■ TEXTE PRÉSENTÉ ■
· · ·
Ainsi le premier pas fait dans la voie qui devait mener l’Europe, à travers tant de sang, à sa répartition en États nationaux, fut fait sans la moindre préoccupation des nationalités, et même à vrai dire à rebours d’elles. Le même esprit devait se manifester durant toute la décadence carolingienne.

À la mort de Lothaire (855), ses trois fils se partagèrent son Empire. L’aîné Louis eut l’Italie avec la dignité impériale, le second, Charles, le pays du Jura à la Méditerranée, le troisième, Lothaire, les territoires au nord du Jura. Le partage semble, cette fois, déterminé par des considérations géographiques, mais les nationalités furent à nouveau, complètement oubliées. Le royaume de Lothaire II est disparate et c’est pourquoi, faute de pouvoir lui donner un nom national, on l’appela de son nom : Lotharingia, Lotharingie. Lorsque Charles mourut sans enfant (863), ses deux frères se partagèrent très naturellement sa part, Louis prenant le sud et Lothaire le nord. Mais il n’en alla plus aussi régulièrement quand Lothaire II disparut à son tour, lui aussi sans héritiers légitimes (869). Si l’on avait procédé suivant la règle, Louis II aurait dû être son héritier. Mais le malheureux étant trop faible, ses deux oncles, Charles et Louis ambitionnèrent l’un et l’autre sa succession. Ils se rencontrèrent à Meersen et, au lieu de combattre, traitèrent. La Lotharingie fut divisée en deux, cette fois à peu près suivant la frontière linguistique, non par principe mais parce qu’elle se répartissait en deux moitiés sensiblement égales. Charles le Chauve, à la mort de son frère Louis (876), cherche à reprendre ses États. Il fut battu par son neveu Louis III, alors roi de Germanie, à Andernach. C’est la première bataille dans laquelle une armée française et une armée allemande se soient disputé la Lotharingie, quoiqu’il ne soit encore question ni de France, ni d’Allemagne. Il l’est si peu, que les contemporains appellent du même nom de France le royaume de l’est et celui de l’ouest, ajoutent seulement occidentale et orientale. La mort (6 octobre 877) ne laissa pas à Charles le temps de renouveler sa tentative. Son fils Louis le Bègue qui lui avait succédé, mourut peu après (10 août 879). Louis III profita habilement de troubles qui éclatèrent à ce moment parmi les vassaux de celui-ci, pour se faire céder tout le territoire que Charles le Chauve avait acquis.
· · ·
■ CONSIGNE ■
Dans le texte sur le partage de l'Empire carolingien, où Charles le Chauve fut-il battu par son neveu Louis III, s'il vous plaît ? Les items ne sont pas nécessaires ici.

(Lignes de données)
· · ·
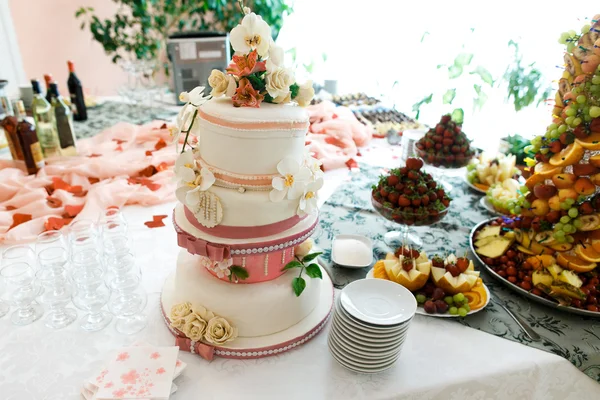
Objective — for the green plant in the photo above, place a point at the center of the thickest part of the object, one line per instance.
(140, 28)
(524, 82)
(312, 270)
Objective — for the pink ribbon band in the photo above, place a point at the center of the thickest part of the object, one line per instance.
(244, 232)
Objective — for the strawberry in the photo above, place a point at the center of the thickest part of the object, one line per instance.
(403, 201)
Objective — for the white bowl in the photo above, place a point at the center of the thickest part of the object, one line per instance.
(378, 302)
(352, 251)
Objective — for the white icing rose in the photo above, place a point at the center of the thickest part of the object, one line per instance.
(194, 327)
(219, 331)
(181, 310)
(306, 92)
(303, 248)
(279, 81)
(221, 84)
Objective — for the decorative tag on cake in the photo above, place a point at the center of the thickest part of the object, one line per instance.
(209, 211)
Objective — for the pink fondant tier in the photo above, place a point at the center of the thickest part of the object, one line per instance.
(263, 259)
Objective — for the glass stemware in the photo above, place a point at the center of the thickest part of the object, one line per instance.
(91, 294)
(18, 278)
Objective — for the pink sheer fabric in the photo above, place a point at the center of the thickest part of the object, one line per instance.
(112, 157)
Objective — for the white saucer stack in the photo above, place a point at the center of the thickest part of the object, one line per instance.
(369, 324)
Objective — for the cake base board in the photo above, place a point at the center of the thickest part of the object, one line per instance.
(265, 346)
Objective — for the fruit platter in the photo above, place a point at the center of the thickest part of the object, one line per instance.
(445, 145)
(560, 275)
(443, 286)
(484, 171)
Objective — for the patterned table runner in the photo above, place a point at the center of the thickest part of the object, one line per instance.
(349, 210)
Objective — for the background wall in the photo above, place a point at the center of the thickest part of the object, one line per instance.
(48, 35)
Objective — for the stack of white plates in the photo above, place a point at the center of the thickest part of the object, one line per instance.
(370, 323)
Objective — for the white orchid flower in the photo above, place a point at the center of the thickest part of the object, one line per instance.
(290, 183)
(195, 97)
(309, 198)
(252, 34)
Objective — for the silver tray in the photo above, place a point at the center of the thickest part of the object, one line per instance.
(518, 289)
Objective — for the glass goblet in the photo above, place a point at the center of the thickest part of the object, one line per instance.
(91, 294)
(18, 279)
(57, 295)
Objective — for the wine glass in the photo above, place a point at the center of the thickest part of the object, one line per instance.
(91, 294)
(18, 279)
(404, 219)
(57, 295)
(127, 304)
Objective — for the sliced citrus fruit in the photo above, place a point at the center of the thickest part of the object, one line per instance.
(574, 263)
(568, 156)
(587, 253)
(590, 142)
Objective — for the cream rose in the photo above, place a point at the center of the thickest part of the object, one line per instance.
(306, 92)
(221, 83)
(219, 331)
(303, 248)
(279, 81)
(180, 310)
(194, 327)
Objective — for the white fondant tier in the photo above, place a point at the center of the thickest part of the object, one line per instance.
(256, 310)
(250, 141)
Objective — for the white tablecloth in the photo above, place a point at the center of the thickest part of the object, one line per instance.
(440, 360)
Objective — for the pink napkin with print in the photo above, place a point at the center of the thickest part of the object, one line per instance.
(125, 164)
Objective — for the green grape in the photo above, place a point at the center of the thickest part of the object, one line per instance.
(594, 112)
(562, 128)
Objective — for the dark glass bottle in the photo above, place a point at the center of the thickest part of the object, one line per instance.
(76, 92)
(63, 120)
(32, 151)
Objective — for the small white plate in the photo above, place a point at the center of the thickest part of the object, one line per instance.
(378, 302)
(421, 310)
(352, 251)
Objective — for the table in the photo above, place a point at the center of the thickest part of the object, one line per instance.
(441, 359)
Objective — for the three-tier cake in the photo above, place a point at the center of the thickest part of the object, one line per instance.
(246, 284)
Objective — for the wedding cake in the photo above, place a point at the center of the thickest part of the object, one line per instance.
(246, 284)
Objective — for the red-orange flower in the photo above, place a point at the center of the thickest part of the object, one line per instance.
(246, 65)
(246, 96)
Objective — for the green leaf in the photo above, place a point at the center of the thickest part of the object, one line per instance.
(463, 59)
(314, 271)
(458, 116)
(484, 74)
(449, 96)
(309, 257)
(238, 272)
(298, 284)
(454, 71)
(292, 264)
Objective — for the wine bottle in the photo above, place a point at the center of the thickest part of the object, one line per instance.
(49, 80)
(44, 124)
(63, 121)
(76, 92)
(9, 125)
(32, 151)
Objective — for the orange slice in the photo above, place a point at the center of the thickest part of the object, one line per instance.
(574, 263)
(587, 253)
(379, 271)
(591, 142)
(568, 156)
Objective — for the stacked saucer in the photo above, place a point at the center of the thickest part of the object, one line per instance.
(369, 324)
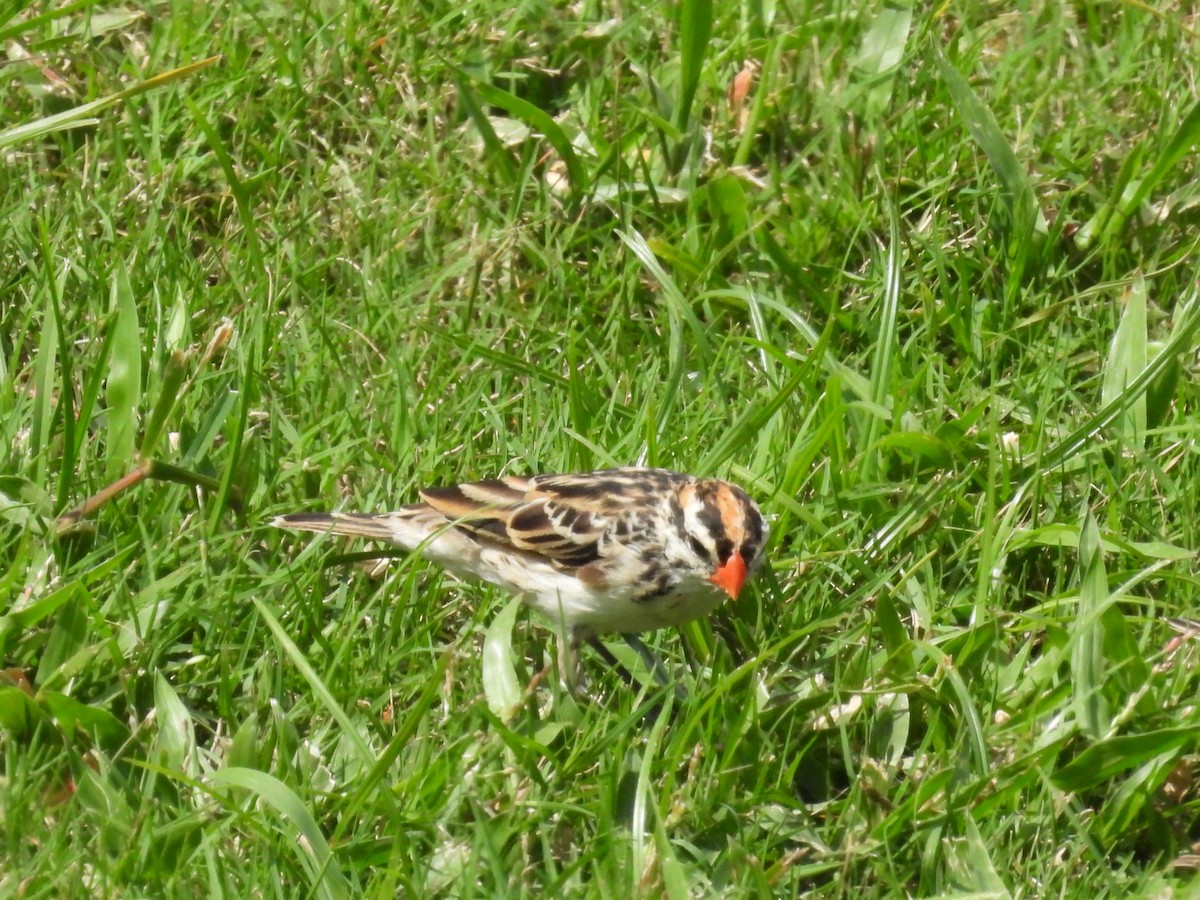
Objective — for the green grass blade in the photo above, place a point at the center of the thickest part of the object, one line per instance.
(695, 33)
(85, 113)
(1087, 663)
(885, 348)
(1107, 759)
(123, 391)
(543, 124)
(1180, 147)
(501, 683)
(1126, 361)
(365, 754)
(1026, 226)
(307, 840)
(45, 377)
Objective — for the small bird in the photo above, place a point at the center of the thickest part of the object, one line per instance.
(624, 550)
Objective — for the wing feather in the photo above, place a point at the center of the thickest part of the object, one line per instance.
(562, 519)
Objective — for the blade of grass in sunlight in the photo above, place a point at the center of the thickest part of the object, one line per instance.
(695, 33)
(306, 838)
(1125, 363)
(501, 683)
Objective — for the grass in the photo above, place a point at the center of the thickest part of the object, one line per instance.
(925, 285)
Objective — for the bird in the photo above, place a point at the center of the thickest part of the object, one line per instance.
(624, 550)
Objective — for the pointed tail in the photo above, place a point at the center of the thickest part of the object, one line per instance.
(351, 523)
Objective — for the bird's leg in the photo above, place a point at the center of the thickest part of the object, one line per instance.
(613, 663)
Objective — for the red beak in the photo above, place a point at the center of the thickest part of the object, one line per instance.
(731, 575)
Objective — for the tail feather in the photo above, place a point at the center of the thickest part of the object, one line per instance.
(357, 525)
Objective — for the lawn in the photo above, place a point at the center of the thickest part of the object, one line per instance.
· · ·
■ RÉPONSE ■
À Andernach.